[PASSAGE À EXAMINER]

Avec Evola sur le bassin de Thau. Au départ d’Agrabuey, dans la matinée, une croûte de glace enserrait la voiture. J’ai dégagé au racloir. Le toit de neige s’est envolé plus tard, après le passage du tunnel sur la France, dans la descente des Pyrénées. L’Aude était battu par un vent de travers. Il m’a fallut renoncer à doubler les semi-remorques sur les sections à piste double: bien qu’ils crispassent leurs mains sur les volants, les chauffeurs perdaient le cap. Dans le siège passager, Evola maugréait. Il avait oublié son tabac. Au restoroute de Carcassonne, il demande une pochette. Avant de la lui tendre, le caissier annonce le prix. A distance, je vois les gestes d’étonnement. J’approche. Comme Evola, je fais répéter au caissier. Qui confirme. Puis la bouche en cornet, il se solidarise : “n’achetez pas! c’est scandaleux! voilà notre pays! l’Etat nous étrangle!”. Nous repartons sans le tabac. Plus tard, nous marchons dans Balaruc, près de Sète, la ville où j’ai mes habitudes d’étape. Le vent pousse et tire. Devant les boutiques les victuailles pour touristes (il n’y en a pas) sont lestées de poids. Le gérant d’hôtel, un sourire en coin:
-Un bar? Ah ça, je ne sais pas!
Evola croit qu’il plaisante.
-Si vous avez de la chance…
Or, il est quinze heures. La salle à manger ouvre à dix-neuf heures trente. Evola trouve ses cigarettes. Chacun son obsession: lui fume, je bois — et si je l’ai amené derrière l’église, dans ce bar-tabac fréquenté par des demi-voyous et des assisté, c’est que la bière pression y est étrangère donc bonne. Evola, roulant sa cigarette:
-Mm… ça te plaît ici?

[/PASSAGE À EXAMINER]
[DONNÉES]

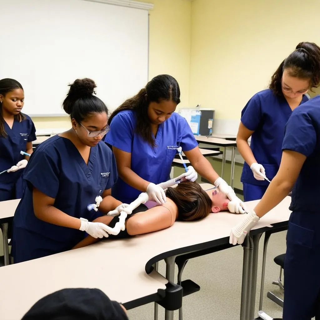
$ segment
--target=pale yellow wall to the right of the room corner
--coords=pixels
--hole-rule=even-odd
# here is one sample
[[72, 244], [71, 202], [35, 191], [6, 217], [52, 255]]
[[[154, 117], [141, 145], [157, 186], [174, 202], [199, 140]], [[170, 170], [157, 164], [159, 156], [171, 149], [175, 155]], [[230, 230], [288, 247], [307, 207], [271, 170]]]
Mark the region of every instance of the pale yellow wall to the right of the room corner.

[/DONNÉES]
[DONNÉES]

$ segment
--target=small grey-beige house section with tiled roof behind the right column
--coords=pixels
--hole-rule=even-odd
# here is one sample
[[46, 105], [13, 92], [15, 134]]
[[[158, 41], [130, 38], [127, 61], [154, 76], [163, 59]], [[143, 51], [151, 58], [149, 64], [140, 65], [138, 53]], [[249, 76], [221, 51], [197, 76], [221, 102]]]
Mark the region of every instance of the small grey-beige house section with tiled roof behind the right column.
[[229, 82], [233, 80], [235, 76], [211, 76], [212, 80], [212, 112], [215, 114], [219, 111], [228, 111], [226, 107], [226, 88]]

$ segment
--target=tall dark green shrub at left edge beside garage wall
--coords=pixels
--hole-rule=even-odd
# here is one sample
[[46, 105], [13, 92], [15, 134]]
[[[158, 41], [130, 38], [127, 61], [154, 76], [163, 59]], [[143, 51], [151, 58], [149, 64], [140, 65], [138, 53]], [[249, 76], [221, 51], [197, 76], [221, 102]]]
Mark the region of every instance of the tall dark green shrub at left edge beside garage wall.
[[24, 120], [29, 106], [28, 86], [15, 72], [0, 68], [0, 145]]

[/DONNÉES]
[DONNÉES]

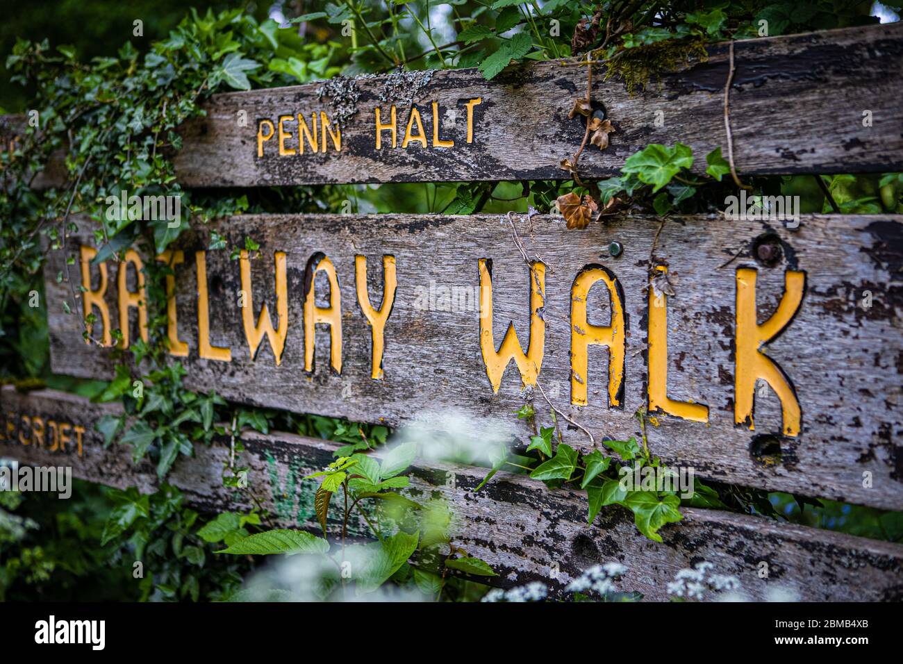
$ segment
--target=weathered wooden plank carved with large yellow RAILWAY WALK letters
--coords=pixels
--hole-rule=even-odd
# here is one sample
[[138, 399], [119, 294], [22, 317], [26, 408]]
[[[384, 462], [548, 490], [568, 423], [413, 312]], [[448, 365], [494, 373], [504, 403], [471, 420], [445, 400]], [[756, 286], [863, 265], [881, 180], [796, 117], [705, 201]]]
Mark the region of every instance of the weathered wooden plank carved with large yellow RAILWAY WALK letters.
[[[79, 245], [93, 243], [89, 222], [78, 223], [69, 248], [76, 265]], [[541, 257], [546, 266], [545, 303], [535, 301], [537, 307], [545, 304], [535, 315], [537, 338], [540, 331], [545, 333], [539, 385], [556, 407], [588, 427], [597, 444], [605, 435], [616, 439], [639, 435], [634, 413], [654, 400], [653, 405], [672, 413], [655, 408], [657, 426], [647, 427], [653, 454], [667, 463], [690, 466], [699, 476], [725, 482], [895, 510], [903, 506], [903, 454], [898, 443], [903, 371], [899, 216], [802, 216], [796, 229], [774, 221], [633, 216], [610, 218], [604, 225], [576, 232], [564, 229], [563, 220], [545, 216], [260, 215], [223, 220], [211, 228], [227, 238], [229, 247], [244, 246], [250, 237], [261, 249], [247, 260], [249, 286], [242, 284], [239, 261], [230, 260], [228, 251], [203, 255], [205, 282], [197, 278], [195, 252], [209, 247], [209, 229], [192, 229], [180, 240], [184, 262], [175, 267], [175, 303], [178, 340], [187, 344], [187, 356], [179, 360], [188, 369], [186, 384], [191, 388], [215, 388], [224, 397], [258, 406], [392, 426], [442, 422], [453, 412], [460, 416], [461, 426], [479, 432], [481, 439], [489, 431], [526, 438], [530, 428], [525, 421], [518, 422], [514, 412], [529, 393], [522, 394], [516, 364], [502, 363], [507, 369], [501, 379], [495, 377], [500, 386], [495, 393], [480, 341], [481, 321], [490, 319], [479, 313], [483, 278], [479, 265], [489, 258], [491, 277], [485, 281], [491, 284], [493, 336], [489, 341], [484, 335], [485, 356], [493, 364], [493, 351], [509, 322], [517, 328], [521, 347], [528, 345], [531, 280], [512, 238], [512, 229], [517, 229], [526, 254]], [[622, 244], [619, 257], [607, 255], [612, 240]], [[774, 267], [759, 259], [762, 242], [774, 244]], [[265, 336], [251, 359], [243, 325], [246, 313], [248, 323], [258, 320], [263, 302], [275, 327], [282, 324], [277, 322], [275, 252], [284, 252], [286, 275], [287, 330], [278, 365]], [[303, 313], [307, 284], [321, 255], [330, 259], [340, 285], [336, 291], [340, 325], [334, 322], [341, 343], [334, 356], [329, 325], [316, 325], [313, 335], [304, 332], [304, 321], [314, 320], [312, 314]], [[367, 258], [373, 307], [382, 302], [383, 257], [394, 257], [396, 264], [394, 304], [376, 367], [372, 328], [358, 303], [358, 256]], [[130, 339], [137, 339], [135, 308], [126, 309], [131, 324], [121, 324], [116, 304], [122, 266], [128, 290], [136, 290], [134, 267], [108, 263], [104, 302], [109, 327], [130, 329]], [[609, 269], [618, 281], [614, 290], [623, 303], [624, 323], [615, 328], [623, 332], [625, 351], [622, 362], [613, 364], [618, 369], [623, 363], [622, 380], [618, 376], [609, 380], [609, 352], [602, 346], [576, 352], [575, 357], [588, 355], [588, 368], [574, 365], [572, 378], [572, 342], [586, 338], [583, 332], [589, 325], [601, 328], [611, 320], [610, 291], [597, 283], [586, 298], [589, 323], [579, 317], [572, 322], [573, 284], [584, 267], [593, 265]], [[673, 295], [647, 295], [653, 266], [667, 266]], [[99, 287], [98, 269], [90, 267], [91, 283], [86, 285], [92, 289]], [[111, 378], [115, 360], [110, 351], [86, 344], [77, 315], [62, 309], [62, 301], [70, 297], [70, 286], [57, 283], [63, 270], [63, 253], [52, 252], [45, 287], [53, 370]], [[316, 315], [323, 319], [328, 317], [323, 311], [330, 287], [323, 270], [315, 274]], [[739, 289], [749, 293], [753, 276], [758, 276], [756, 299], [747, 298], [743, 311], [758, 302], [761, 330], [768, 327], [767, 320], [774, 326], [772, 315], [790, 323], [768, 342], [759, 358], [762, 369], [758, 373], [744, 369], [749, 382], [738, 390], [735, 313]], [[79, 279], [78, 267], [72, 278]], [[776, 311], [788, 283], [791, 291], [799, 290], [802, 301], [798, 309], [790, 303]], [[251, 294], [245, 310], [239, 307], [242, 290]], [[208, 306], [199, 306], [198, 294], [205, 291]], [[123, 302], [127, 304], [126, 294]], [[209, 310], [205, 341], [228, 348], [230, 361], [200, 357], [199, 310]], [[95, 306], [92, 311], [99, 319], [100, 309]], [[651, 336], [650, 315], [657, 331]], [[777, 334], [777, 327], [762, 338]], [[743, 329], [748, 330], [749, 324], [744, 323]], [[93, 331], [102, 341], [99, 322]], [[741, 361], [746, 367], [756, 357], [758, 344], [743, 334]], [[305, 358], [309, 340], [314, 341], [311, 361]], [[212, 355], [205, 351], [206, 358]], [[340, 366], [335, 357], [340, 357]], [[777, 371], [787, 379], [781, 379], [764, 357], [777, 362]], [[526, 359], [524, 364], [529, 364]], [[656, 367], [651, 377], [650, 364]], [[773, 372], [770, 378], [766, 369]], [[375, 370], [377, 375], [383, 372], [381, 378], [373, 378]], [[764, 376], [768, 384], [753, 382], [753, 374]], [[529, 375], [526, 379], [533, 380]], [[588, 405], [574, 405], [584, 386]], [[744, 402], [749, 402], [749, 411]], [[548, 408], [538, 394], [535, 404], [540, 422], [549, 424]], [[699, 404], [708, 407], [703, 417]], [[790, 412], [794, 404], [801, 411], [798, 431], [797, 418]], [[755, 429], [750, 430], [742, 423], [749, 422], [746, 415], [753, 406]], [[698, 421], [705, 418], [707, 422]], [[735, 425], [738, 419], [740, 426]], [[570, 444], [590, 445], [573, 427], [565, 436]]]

[/DONNÉES]

- VOTRE OBJECTIF
Quels lieux désignés par un nom propre le passage à examiner mentionne-t-il ? Donnez-les dans leur ordre d'apparition.

- RÉSULTAT ATTENDU
- bassin de Thau
- Agrabuey
- France
- Pyrénées
- Aude
- Carcassonne
- Balaruc
- Sète